> [SÉRIE DE CONSIGNES]
A) Répondez aux questions suivantes d'après l'extrait sur l'IA et l'environnement.
(i) Quelles informations les acteurs de l'intelligence artificielle refusent-ils de communiquer ?
(ii) Quelles entreprises ont publié des rapports reconnaissant qu'elles ne seront pas « net zéro » ?
(iii) Comment le bilan direct de l'IA sur l'environnement est-il qualifié ?
B) Poursuivez l'extrait sur l'IA et l'environnement à partir de sa dernière réplique.

> [TEXTE SOURCE]
━━━━━━━━━━━━━━━━━━━━━━━━━━━━━━
Frédéric Bordage : L’intelligence artificielle, c’est clairement le sujet hype, à la mode. Nous ne savons pas en calculer les impacts environnementaux. Nous savons très bien le faire techniquement, mais nous ne pouvons pas le faire tant que OpenAI, MistralAI, tous les acteurs de l’intelligence artificielle refuseront de nous donner leurs données d’inventaire, c’est-à-dire de nous dire sur quels types de serveur, sur combien de serveurs, etc., leurs modèles sont entraînés et combien il y en a derrière quand on prompte, c’est-à-dire qu’on fait une demande à une intelligence artificielle pour générer quelque chose. Tant que nous n’avons pas ces données-là, nous ne pouvons pas faire de calculs. Énormément de chiffres circulent sur les impacts environnementaux de l’IA, nous n’en voyons aucun qui soit fiable. Aujourd’hui on ne sait pas.
On a quand même des indices. On a les rapports de Microsoft et de Google qui disent que, finalement, ils ne seront pas « net zéro » en termes d’émissions de gaz à effet de serre. Ils disent que c’est à cause de l’IA, mais c’est aussi à cause du cloud qui se développe de plus en plus et ils ne disent pas précisément quelle est la part du cloud et la part de l’IA. On a effectivement des indices qui nous disent que l’IA risque d’avoir un impact important d’un point de vue environnemental. Encore une fois, ça va dépendre de ce qu’on fait avec cette technologie qui est formidable : grâce à l’IA on peut détecter des choses qu’on ne détecterait pas, on peut modéliser le climat, c’est quand même une formidable technologie. La question c’est : qu’est-ce qu’on veut en faire ?
Les impacts environnementaux de l’IA seront importants, énormes, colossaux, si on fait n’importe quoi avec. C’est toujours la même mécanique. Entre passer trois jours à faire des recherches sur Internet pour synthétiser tout ce qu’on trouve sur le Web ou faire un prompt sur ChatGPT et obtenir, en trois secondes, des chiffres qu’on aurait mis trois jours à trouver avec des moteurs de recherche classiques, l’IA peut nous faire gagner du temps et peut-être économiser des impacts environnementaux, si elle est bien utilisée, dans certaines conditions, etc.
C’est compliqué de savoir si l’IA aura un bilan positif ou négatif sur l’environnement.
Son bilan direct est forcément négatif : dès lors qu’on rajoute un ordinateur on a plus d’impacts. Par contre, comme pour toute technologie, son bilan indirect peut être potentiellement positif, tout dépend de ce qu’on fait avec l’IA.
Mathilde Saliou : Du coup, faudrait-il légiférer ?
━━━━━━━━━━━━━━━━━━━━━━━━━━━━━━
> [DONNÉES FOURNIES]
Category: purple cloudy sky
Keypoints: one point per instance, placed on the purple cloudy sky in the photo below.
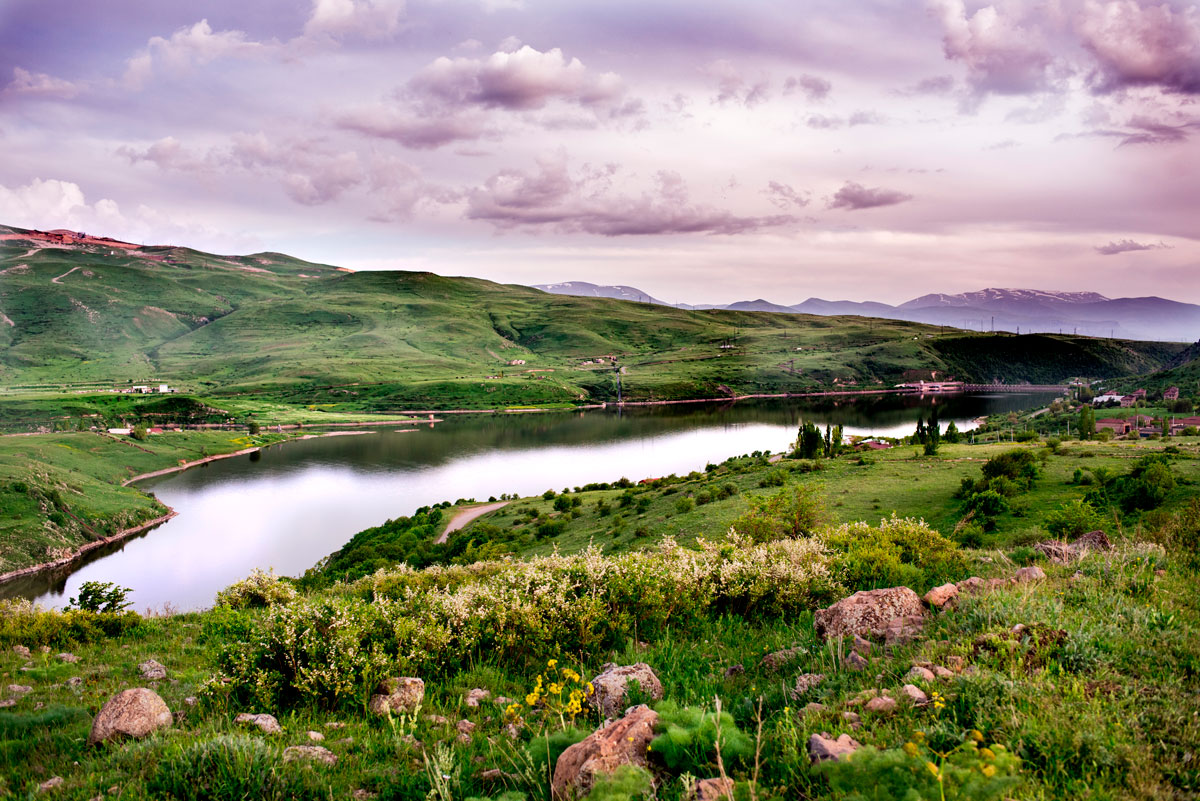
━━━━━━━━━━━━━━━━━━━━━━━━━━━━━━
> [RÉPONSES AUX CONSIGNES]
A)
(i) Leurs données d'inventaire : sur quels types de serveurs et sur combien de serveurs leurs modèles sont entraînés, et combien de serveurs fonctionnent derrière une demande adressée à une intelligence artificielle.
(ii) Microsoft et Google.
(iii) Il est forcément négatif, car dès lors qu'on rajoute un ordinateur, on a plus d'impacts.

B)
Frédéric Bordage : C’est clair, c’est une évidence qu’il faut légiférer sur l’IA, comme on aurait dû le faire sur plein d’autres technologies numériques, puisque on n’a plus assez de numérique à notre disposition. On sait que d’ici quelques générations le monde sera inéluctablement plus low-tech, que ça nous plaise ou pas. On devrait donc éviter, aujourd’hui, que cette technologie qu’est l’IA soit dévoyée pour tout un tas d’usages anecdotiques et qu’on consomme les dernières réserves de ressources à notre disposition pour fabriquer de la haute technologie. On devrait légiférer en urgence sur l’IA, mais aussi sur un certain nombre d’autres technologies numériques, pour essayer de freiner cette consommation effrénée de ressources à partir desquelles on fabrique le numérique.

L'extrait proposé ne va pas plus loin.